Large study confirms high autism risk in ‘baby sibs’
Children who have an older sibling with autism are 14 times more likely to have the condition than are those without a family history of the condition.
Children who have an older sibling with autism are 14 times more likely to have the condition than are those without a family history of the condition. This finding is based on a large study that relied on health records in California1.
The study also confirms that younger brothers of children with autism are more likely than younger sisters to be diagnosed with the condition.
It found a smaller increase in risk than a 2014 study, which reported a 20-fold increase in autism risk among younger siblings of children with the condition. The new findings were published 5 August in the Journal of Developmental & Behavioral Pediatrics.
“The magnitude of risk is comparable” across the two studies, says lead researcher Darios Getahun, research scientist at Kaiser Permanente in Pasadena, California. “Across the board, there is increased autism risk in these younger siblings.”
Researchers have used a range of methods to estimate autism risk among so-called ‘baby sibs.’ Many rely on medical records; others track these children over time. All of the studies have pointed to an increased risk.

[ACTION ITEM A] In the article on autism risk in "baby sibs," what is the finding of a 14-fold risk based on? Answer in one to three sentences.
[ACTION ITEM B]
Answer these questions using the article on autism risk in "baby sibs":
(i) Which younger siblings does the study confirm are more likely to be diagnosed with autism, brothers or sisters?
(ii) What increase in risk did the 2014 study report?
(iii) Where does lead researcher Darios Getahun work?
[ACTION ITEM C] Write the next part of the article on autism risk in "baby sibs," picking up after its last sentence.

[STORED DATA]
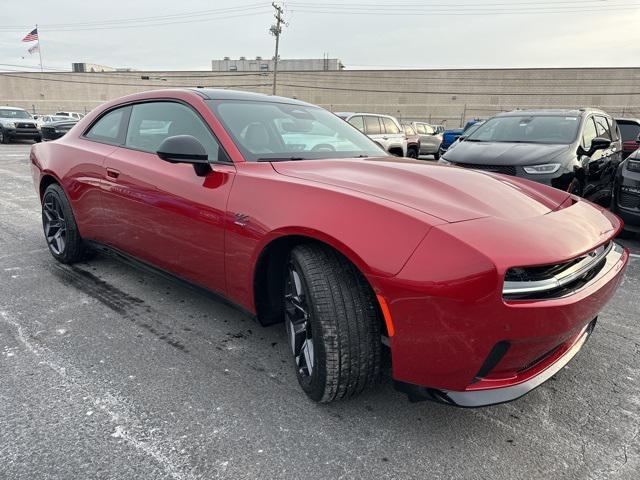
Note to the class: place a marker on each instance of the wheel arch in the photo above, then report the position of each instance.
(46, 180)
(271, 263)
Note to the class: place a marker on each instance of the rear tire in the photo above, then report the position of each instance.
(332, 324)
(60, 228)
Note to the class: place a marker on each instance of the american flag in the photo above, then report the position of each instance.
(32, 36)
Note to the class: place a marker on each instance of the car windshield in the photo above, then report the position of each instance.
(528, 129)
(629, 131)
(11, 113)
(281, 131)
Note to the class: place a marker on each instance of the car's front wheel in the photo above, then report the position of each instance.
(4, 138)
(60, 228)
(332, 324)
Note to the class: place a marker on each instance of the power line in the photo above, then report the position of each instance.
(252, 85)
(276, 31)
(517, 94)
(117, 25)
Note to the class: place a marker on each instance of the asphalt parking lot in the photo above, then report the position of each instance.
(107, 371)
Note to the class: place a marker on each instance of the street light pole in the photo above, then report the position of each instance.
(276, 30)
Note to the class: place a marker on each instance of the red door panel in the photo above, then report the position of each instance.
(82, 179)
(166, 215)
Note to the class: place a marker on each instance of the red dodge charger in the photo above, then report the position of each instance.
(483, 286)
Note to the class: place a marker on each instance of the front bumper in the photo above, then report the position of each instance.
(449, 324)
(22, 133)
(492, 396)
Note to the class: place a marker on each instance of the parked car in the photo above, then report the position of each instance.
(429, 140)
(449, 267)
(450, 136)
(42, 119)
(17, 124)
(630, 132)
(76, 115)
(55, 130)
(627, 193)
(385, 130)
(413, 140)
(573, 150)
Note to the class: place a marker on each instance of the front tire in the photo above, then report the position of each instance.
(332, 324)
(60, 228)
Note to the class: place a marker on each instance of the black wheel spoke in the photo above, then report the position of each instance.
(55, 228)
(297, 322)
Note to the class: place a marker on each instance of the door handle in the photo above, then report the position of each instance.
(112, 173)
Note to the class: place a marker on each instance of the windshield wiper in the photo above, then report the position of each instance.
(281, 159)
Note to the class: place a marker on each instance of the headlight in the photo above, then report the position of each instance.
(633, 165)
(542, 169)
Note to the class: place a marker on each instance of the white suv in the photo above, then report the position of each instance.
(75, 115)
(385, 130)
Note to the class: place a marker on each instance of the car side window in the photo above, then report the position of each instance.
(615, 131)
(589, 132)
(372, 125)
(357, 122)
(152, 122)
(390, 126)
(602, 127)
(107, 128)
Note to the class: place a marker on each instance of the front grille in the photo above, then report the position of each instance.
(504, 169)
(629, 200)
(554, 281)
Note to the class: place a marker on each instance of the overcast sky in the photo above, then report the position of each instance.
(362, 33)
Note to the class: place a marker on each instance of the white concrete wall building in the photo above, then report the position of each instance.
(449, 96)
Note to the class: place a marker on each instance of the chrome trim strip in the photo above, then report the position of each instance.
(569, 275)
(480, 398)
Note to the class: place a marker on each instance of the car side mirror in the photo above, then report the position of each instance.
(599, 143)
(185, 149)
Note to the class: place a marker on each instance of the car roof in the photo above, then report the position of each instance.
(352, 114)
(628, 120)
(559, 112)
(223, 94)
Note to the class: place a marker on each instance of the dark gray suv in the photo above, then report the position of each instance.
(573, 150)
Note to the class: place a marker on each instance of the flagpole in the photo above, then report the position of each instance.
(39, 48)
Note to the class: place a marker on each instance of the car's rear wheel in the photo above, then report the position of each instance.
(332, 324)
(60, 228)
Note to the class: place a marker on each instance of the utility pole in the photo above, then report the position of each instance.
(276, 30)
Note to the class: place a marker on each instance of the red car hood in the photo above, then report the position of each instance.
(448, 193)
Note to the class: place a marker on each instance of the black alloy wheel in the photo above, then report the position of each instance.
(53, 221)
(298, 324)
(60, 228)
(332, 323)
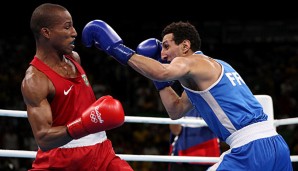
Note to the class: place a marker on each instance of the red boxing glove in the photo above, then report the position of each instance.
(104, 114)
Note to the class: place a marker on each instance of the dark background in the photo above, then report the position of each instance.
(259, 40)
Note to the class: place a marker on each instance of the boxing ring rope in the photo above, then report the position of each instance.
(137, 119)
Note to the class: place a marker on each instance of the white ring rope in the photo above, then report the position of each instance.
(153, 120)
(133, 119)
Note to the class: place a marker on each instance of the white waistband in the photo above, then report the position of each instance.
(250, 133)
(88, 140)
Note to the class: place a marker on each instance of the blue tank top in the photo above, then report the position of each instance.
(228, 105)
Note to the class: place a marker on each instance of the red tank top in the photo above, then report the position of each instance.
(72, 95)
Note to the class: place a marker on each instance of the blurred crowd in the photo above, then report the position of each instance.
(268, 63)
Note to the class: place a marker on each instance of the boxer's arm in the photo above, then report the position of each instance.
(35, 89)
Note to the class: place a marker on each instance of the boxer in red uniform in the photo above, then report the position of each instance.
(67, 121)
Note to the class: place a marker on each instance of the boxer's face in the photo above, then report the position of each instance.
(170, 49)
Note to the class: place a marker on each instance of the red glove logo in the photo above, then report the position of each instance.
(96, 115)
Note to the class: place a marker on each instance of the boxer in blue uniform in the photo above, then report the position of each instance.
(212, 86)
(185, 139)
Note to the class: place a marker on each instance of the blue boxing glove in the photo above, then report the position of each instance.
(103, 36)
(152, 48)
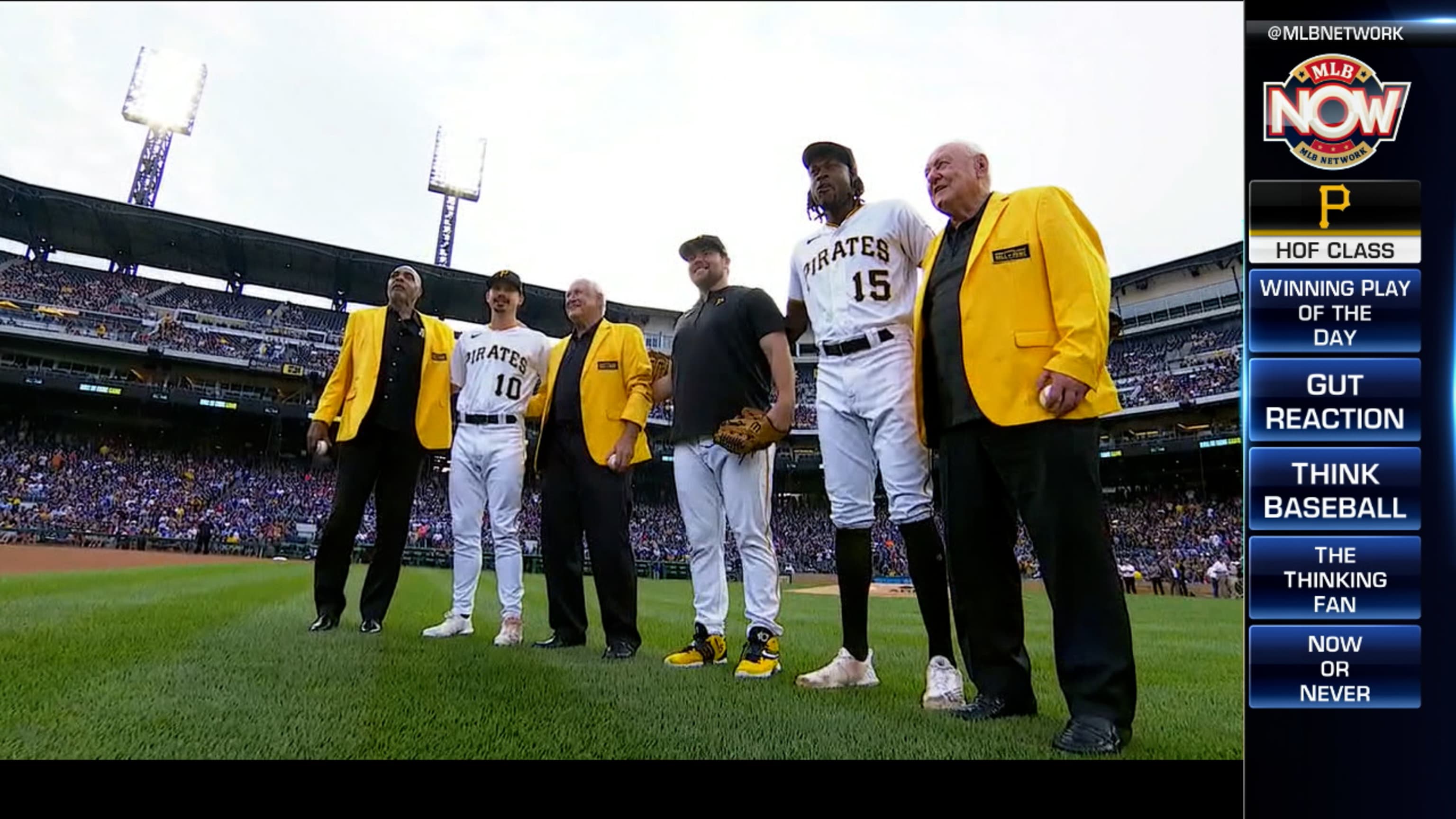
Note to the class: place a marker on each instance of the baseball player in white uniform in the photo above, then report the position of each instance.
(855, 282)
(494, 371)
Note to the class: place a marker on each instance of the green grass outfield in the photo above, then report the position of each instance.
(218, 662)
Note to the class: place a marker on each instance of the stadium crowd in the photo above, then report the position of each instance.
(120, 487)
(1167, 366)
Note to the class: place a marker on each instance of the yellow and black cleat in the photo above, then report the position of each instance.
(761, 656)
(704, 650)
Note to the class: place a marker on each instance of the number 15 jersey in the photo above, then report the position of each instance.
(497, 371)
(863, 274)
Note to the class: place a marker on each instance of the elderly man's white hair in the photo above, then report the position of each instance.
(594, 289)
(970, 148)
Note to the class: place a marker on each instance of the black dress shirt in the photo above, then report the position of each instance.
(397, 390)
(947, 391)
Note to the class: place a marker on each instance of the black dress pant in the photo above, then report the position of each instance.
(386, 465)
(580, 498)
(1049, 474)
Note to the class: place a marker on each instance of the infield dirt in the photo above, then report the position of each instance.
(33, 560)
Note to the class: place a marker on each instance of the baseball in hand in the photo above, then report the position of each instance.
(1046, 397)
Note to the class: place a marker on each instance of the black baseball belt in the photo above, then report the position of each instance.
(491, 419)
(855, 345)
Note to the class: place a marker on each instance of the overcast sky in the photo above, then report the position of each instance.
(618, 130)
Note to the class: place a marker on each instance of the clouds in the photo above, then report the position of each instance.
(618, 130)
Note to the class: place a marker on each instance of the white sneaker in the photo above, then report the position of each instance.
(844, 672)
(453, 626)
(944, 688)
(510, 631)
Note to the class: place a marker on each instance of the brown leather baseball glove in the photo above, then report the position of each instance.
(749, 432)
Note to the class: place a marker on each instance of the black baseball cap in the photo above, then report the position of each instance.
(504, 279)
(832, 151)
(698, 244)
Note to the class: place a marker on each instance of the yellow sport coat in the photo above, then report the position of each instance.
(351, 387)
(616, 387)
(1034, 298)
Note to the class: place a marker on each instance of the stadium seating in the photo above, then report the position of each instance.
(118, 487)
(1164, 366)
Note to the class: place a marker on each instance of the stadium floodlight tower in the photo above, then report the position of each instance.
(456, 173)
(164, 95)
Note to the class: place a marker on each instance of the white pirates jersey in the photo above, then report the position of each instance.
(497, 371)
(863, 274)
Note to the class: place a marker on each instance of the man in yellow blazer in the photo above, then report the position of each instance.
(391, 394)
(1011, 331)
(593, 411)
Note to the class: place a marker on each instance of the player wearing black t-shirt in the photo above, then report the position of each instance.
(730, 352)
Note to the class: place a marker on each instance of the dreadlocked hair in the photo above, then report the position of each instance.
(817, 213)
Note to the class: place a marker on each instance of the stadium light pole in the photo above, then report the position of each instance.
(164, 95)
(455, 173)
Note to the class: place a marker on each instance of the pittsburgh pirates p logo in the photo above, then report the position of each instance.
(1326, 206)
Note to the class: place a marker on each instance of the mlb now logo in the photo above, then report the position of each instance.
(1369, 116)
(1333, 111)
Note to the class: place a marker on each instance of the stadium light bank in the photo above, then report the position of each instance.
(165, 92)
(456, 173)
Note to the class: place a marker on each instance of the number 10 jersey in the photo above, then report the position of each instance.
(863, 274)
(497, 371)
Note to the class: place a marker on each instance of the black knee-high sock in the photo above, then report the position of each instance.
(927, 557)
(854, 564)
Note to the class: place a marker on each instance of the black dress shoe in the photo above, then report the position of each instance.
(1092, 735)
(995, 709)
(619, 650)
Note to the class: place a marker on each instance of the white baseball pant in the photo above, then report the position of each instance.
(867, 423)
(711, 484)
(487, 473)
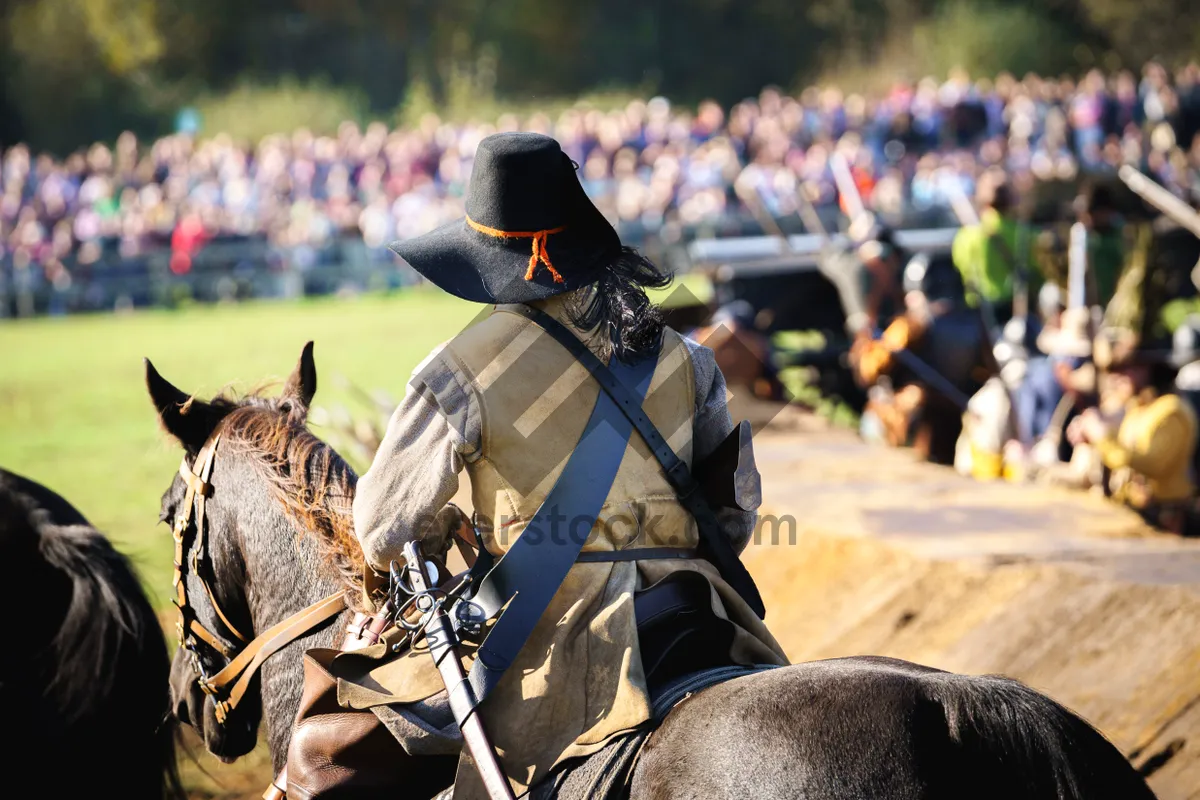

[ANSWER SECTION A] The finding comes from a large study that relied on health records in California. That study found that children with an older sibling with autism are 14 times more likely to have the condition than children without a family history of it.

[ANSWER SECTION B]
(i) Younger brothers.
(ii) A 20-fold increase in autism risk among younger siblings of children with autism.
(iii) At Kaiser Permanente in Pasadena, California.

[ANSWER SECTION C]
The researchers are not sure why the risk might be higher among younger brothers than younger sisters, aside from the fact that autism is more common among boys. “We don’t really know what’s behind that,” Getahun says. Some studies have suggested that there is a protective factor in girls or a screening bias that skews toward boys.
Record review:
Getahun and his team combed the medical records of children born in the Kaiser Permanente health care system in Southern California between 2001 and 2010 to identify those with an official diagnosis of autism. Of 50,595 older siblings, 992 had autism. Of 53,336 younger siblings born to the same mothers, about 592 had autism.
Roughly 11 percent of baby sibs have an autism diagnosis, compared with 0.92 percent of control siblings. The comparable statistics in the 2014 study were 10 percent and 0.52 percent.
Other estimates of autism prevalence in baby sibs have been nearly twice as high, around 20 percent. But the prevalence among controls in those studies was also elevated, making the relative risk of autism in younger siblings about the same as in the new study.
Autism prevalence in the general population has more than doubled since the government started tracking the condition in 2000. Still, multiple studies — with different methods and populations — have consistently uncovered a relatively high risk of autism in younger siblings, notes Stephan Sanders, assistant professor of psychiatry at the University of California, San Francisco. “This study shows that there is consistency in these estimates, and that there’s a strong genetic component to autism,” Sanders says. “The more ways this is done, the better.”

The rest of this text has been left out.